▶ [Set exercise 1] Copy the passage of the book-cover classification notebook starting with "for x in data_train_csv[1:size]" and going on through "trainbatch_2 = batcher(1000)", renaming "batcher" to "make_batches" wherever it occurs.

Judging books by their covers
Image Recognition | Using Flux.jl for GCI'19
(Don't) judge a book by its cover.
Task Description
Create a machine learning model to predict the category of a book from its cover image This task is inspired by this paper. Your task is to use the Flux machine learning library to predict the category of books in this dataset based on their cover images. You can find the Flux documentation here and sample models for image categorization in the model zoo. We recommend starting with a simple model like this one and then optionally using a more complex one if you are interested.
Aim :
In this notebook, I'll attempt to judge a book by it's cover (sorry Mom!). Pretty Simple right ? I think not... Shoutout to Akshat Mehortra and Mudit Somani for their helpful message in GCI Slack.
1. Importing required libraries.
using Flux
using CSV, Images, FileIO
2. Getting the data
Data is sourced from The Book DatasSet. We'll use FileIO
to get it into a variable.
It'd been better if the researcher could have made a script to download the full images in Julia also. I'll try doing that myself when I get some free time.
Data Courtesy :
B. K. Iwana, S. T. Raza Rizvi, S. Ahmed, A. Dengel, and S. Uchida, "Judging a Book by its Cover," arXiv preprint arXiv:1610.09204 (2016).
data_train_csv = CSV.File("book30-listing-train.csv");
data_train_csv[42]
So we can see that every item (or row here) is of the form,
ID | FileName | Image URL | Title | Author | CategoryNum | Category
From the data README on GitHub, we come to know that there are 30 categories of books, each 1710 train and 190 test images.
Total Number of images : 51,300 (Train) | 5,700 (Test)
Our model will accept an image as a Floating Vector. I'll also convert it to greyscale as directed by Image Classification workflows in ML community.
function grey_arr(img)
return vec(Float64.(Gray.(img)))
end
function batcher(size)
for x in data_train_csv[1:size]
images = [grey_arr(load("./data/$(x[2])"))];
labels = [Flux.onehot(x[6]+1,1:30)]; #plus 1 to account for 1 based indexing
end
return (Flux.batch(images), Flux.batch(labels))
end
Making batches of 2000/1000 book images using our newly created function.
trainbatch = batcher(2000);
trainbatch_2 = batcher(1000)
const alpha = 0.000075;
const epoch = 20;
Using a NN with 3 layers as my fellow peers at GCI said that they were themselves unable to get a conv NN work.
relu as an activation function because it's my go to with image classification tasks and also of its non-saturation of gradient, which greatly accelerates the convergence of stochastic gradient descent compared to the sigmoid / tanh functions.
softmax to return a 30 element array with probabilities of the predicted labels.
model = Chain(Dense(224*224, 512, relu),
Dense(512, 64),
Dense(64, 30), softmax,
)

▶ [Exercise inputs]
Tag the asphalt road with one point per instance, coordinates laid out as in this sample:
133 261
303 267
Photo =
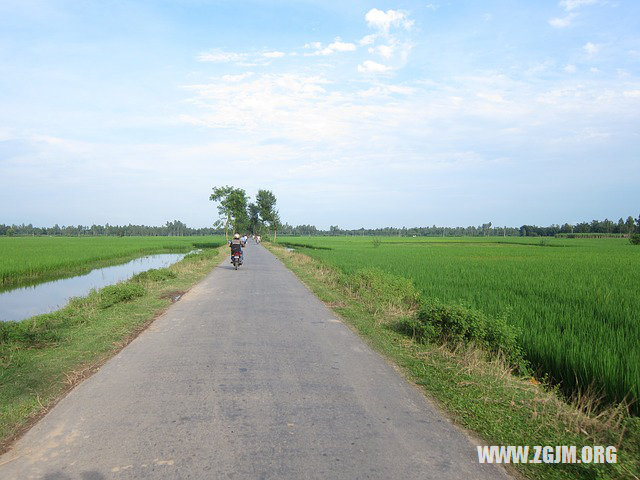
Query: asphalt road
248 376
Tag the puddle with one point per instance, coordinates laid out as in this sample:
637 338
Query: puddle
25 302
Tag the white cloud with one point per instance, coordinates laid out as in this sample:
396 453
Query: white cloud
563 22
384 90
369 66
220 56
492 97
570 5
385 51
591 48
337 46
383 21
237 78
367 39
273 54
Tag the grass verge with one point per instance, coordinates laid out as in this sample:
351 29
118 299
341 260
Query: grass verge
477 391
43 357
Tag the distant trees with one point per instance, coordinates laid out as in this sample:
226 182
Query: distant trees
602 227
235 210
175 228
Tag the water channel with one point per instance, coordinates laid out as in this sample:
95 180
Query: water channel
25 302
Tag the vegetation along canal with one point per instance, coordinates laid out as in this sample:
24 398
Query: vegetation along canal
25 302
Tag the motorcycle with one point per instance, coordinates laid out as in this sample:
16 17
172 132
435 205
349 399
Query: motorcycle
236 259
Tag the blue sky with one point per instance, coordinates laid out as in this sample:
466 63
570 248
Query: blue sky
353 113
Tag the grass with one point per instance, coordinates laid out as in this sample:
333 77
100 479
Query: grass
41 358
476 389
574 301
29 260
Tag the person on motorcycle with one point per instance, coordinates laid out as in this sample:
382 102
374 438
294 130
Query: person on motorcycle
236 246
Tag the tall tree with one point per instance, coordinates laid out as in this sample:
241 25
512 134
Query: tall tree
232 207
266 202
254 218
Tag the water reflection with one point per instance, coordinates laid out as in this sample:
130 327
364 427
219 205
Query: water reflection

▶ [Set exercise 2] List each line of the records that contains the word "trees".

▶ [Task solution 1]
for x in data_train_csv[1:size]
images = [grey_arr(load("./data/$(x[2])"))];
labels = [Flux.onehot(x[6]+1,1:30)]; #plus 1 to account for 1 based indexing
end
return (Flux.batch(images), Flux.batch(labels))
end
Making batches of 2000/1000 book images using our newly created function.
trainbatch = make_batches(2000);
trainbatch_2 = make_batches(1000)

▶ [Task solution 2]
Tag the distant trees with one point per instance, coordinates laid out as in this sample:
Query: distant trees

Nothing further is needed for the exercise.